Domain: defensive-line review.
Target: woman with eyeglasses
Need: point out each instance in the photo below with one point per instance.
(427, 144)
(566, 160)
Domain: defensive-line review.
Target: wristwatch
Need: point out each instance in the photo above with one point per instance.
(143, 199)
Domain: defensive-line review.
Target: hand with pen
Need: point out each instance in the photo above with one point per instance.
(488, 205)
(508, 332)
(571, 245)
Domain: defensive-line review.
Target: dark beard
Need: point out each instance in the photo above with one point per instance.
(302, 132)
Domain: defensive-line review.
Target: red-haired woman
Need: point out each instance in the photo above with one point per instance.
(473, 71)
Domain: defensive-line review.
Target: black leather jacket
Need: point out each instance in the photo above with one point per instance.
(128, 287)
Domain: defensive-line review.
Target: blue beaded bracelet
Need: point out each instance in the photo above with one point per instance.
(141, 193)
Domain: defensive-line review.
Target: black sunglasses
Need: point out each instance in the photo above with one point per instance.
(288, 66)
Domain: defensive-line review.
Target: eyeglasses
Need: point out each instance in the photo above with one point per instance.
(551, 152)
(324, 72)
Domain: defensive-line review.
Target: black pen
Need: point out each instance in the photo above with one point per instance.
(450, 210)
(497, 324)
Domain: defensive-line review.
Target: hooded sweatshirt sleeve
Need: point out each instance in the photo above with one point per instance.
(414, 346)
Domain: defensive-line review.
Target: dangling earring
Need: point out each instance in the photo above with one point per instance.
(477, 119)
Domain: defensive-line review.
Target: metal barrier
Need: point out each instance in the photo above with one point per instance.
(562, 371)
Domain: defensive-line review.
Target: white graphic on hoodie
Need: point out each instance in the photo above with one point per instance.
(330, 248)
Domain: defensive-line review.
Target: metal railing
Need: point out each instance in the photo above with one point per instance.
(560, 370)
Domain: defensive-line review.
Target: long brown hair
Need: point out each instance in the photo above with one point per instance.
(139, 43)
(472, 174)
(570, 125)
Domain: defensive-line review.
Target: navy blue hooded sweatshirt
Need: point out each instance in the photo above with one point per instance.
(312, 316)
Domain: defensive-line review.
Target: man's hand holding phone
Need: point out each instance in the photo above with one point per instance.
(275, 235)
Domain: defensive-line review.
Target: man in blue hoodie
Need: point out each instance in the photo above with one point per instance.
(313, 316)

The problem:
Type out the records above again, exactly the same.

Output for this exercise:
Domain: defensive-line review.
Target: woman with eyeglasses
Need: point out each instance in the photo below with one point per instance.
(427, 144)
(566, 160)
Domain: defensive-line review.
Target: wristwatch
Need: point out each instance in the photo above with one point per instance.
(143, 199)
Domain: defensive-line review.
Target: hand with pen
Need: point out each instance in the photo above with one point per instance.
(488, 205)
(508, 332)
(571, 245)
Domain: defensive-line review.
Target: dark beard
Need: point out each instance in the photo above with one point per instance.
(302, 132)
Domain: defensive-line review.
Target: red-haired woman
Need: point out each instance in the photo above with one point per instance.
(473, 71)
Domain: defensive-line review.
Target: black leather jacket
Need: point out each instance in the photo above with one point per instance.
(128, 287)
Domain: defensive-line review.
Target: blue beaded bracelet
Need: point out each instance in the photo above with one point per instance.
(141, 193)
Domain: defensive-line review.
Target: black sunglasses
Need: point out each instance in the photo above with one point per instance.
(288, 66)
Domain: defensive-line review.
Target: eyeglasses
Need: point out each instance in the photo above with one point per instance.
(551, 152)
(324, 72)
Domain: defensive-line review.
Target: black pen
Need: point out each instance in the photo above with one point per instance.
(450, 210)
(497, 324)
Domain: defensive-line review.
Target: hooded sweatshirt sleeve
Need: point out each instance in the photo above with one point per instance.
(414, 346)
Domain: defensive-line review.
Target: dangling earring
Need: point out each instance in the photo above with one point per instance.
(477, 119)
Domain: defensive-line review.
Target: metal barrier
Need: point out each instance in the photo above with one point per instance.
(562, 371)
Domain: defensive-line review.
Target: white graphic on hoodie
Need: point out each instance in the photo above with one point per instance.
(330, 248)
Domain: defensive-line review.
Target: metal railing
Need: point out each instance in the photo above with one point per instance.
(560, 370)
Domain: defensive-line review.
Target: long brown hair
Need: point out each instance in the photo above with one point per instance.
(139, 43)
(472, 174)
(570, 125)
Domain: defensive-line review.
Target: navy blue hooded sweatshirt
Need: point out each instance in the photo above with one point per instance.
(312, 316)
Domain: defensive-line review.
Target: man's hand holding phone
Need: point out each instance in the photo above with one point per instance.
(275, 235)
Domain: defensive-line review.
Target: man in blue hoodie
Need: point out each instance in the photo above with one point per instance.
(313, 316)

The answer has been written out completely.